| Source passage |
★ ★ ★
Re: Linux 2.6.9 pktgen module causes INIT process respawning and sickness

From: Jeff V. Merkey (jmerkey_at_devicelogics.com)
Date: 11/22/04

  • Next message: Len Brown: "Re: 2.6.10-rc2 doesn't boot (if no floppy device)"
    Date:	Mon, 22 Nov 2004 11:33:00 -0700
    To: Martin Josefsson <gandalf@wlug.westbo.se>
    
    

    Martin,

    See the comments below. This test uses dual and quad adapters, but
    doesn;t get around the
    poor design of dev_queue_xmit or the driver layer for xmit packets. The
    reasons explained
    below:

    Jeff

    Lincoln,

    I've studied these types of problems for years, and I think it's
    possible even for Linux. The
    problem with small packet sizes on x86 hardware is related to
    non-cachable writes to
    the adapter ring buffer for preloading of addresses. From my
    measurements, I have observed
    that the increased memory write traffic increases latency to the point
    that the OS is unable to
    receive data off the card at high enough rates. With testing against
    Linux with a Spirent Smartbits,
    at @ 3,00,000 packets per second for 64 byte packets aboutn 80% of the
    packets get dropped
    at 1000 mbs rates. It's true that Linux is simply incapable of
    generating at these rates, but the
    reason in Linux is due to poor design at the xmit layer. You see a lot
    better behavior at
    1500 byte packet sizes, but this is because the card doesnt have to
    preload as many addresses
    into the ring buffer since you are only dealing with 150,000 packets per
    second in the 1500
    byte case, not in the millions for the 64 byte case.

    Linux uses polling (bad) and the tx queue does not feed packets back to
    the adapter on tx cleaning
    of the queue via tx complete (or terminal dma count) interrupts
    durectly, instead they go through
    a semaphore to trigger the next send -- horribly broken for high speed
    communications. They should
    just post the packets and allow tx complete interrupts to feed them off
    the queues. The queue depths
    in qdisc are far too short before Linux starts dropping packets
    internally. I've had to increase
    the depth of tx_queue_len for some apps to work properly without
    dropping all the skbs on the floor.
★ ★ ★
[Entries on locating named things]
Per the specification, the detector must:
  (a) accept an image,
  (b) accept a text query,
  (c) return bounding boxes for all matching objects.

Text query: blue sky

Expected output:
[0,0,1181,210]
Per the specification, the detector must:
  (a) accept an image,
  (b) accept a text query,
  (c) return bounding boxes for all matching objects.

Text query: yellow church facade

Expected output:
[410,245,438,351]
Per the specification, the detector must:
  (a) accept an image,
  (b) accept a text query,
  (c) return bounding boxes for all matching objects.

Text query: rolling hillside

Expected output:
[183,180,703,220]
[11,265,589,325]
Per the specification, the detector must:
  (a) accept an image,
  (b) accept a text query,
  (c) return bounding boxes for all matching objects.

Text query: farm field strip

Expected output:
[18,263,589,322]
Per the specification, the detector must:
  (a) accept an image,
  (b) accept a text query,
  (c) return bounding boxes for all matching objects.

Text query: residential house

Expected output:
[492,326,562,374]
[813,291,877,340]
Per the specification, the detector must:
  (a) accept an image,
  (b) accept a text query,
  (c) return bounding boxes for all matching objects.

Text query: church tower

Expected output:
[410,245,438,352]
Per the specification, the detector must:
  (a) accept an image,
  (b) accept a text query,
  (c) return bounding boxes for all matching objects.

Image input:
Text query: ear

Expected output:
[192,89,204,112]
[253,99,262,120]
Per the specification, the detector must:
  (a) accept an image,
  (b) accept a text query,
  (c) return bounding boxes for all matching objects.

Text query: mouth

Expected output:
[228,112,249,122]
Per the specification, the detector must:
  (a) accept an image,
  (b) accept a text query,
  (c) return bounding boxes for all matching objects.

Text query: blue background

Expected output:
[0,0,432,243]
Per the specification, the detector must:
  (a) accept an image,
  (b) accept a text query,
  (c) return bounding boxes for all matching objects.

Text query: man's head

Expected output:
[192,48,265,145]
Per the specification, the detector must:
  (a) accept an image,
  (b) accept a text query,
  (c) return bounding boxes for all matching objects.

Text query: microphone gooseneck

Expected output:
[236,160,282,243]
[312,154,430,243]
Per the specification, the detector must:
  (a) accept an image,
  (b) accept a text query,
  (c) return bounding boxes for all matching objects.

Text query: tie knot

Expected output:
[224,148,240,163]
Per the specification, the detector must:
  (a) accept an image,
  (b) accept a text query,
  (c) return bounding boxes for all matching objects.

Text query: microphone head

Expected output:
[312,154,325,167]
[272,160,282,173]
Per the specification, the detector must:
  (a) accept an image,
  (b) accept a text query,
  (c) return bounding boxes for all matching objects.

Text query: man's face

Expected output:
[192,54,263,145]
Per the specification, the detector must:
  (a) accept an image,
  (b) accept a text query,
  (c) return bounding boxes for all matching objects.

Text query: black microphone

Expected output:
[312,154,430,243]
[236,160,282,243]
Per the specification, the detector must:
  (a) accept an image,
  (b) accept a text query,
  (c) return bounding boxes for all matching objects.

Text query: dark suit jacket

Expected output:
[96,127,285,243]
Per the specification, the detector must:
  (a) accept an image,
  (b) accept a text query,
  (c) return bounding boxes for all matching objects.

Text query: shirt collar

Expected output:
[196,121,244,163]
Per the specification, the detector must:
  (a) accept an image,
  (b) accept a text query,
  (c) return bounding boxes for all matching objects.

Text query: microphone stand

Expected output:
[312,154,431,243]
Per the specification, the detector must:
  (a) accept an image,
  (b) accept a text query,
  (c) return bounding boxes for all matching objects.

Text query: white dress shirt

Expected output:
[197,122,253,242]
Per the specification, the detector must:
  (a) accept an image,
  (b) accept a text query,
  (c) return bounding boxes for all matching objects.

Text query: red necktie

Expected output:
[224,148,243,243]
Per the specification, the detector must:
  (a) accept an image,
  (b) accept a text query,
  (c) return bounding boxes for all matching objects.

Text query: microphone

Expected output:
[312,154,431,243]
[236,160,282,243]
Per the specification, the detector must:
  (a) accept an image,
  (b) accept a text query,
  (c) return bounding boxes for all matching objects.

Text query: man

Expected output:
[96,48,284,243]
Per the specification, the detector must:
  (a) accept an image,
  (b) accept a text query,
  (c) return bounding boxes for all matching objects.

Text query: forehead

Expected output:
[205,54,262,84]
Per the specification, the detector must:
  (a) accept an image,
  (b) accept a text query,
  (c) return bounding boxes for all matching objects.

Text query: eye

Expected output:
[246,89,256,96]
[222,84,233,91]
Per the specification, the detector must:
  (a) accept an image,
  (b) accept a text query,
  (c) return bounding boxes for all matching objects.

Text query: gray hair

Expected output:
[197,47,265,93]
★ ★ ★
| Aim of the task |
Continue the mailing-list post about Linux packet transmission from the point where it stops.

| Final answer |
    So how to get around this problem. At present, the design of the Intel
    drivers allow all the ripe ring buffers
    to be reaped at once from a single interrupt. This is very efficient on
    the RX side and in fact, with static
    tests, I have been able to program the Intel card to accept 64 byte
    packets at the maximum rate for
    gigabit saturation on Linux provided the ring buffers are loaded with
    static addresses. This indicates
    the problem in the design is related to the preloading anbd serializing
    memory behavior of Intel's
    architecture at the ring buffer level on the card. This also means that
    Linux on current PC architecture,
    (and most OS for that matter) will not be able to sustain 10 gigabit
    rates unless the packet sizes get larger
    and larger due to the nature of this problem. The solution for he card
    vendors is to instrument the
    ability to load a descriptor to the card once which contains the
    addresses of all the ring buffers
    for a session of the card and reap them in A / B lists. i.e. two active
    preload memory tables which
    contain a listing of preload addresses for receive and when the card
    fills one list, it switches to the second
    for receives, sends an interruptr, and the ISR loads the next table into
    the card.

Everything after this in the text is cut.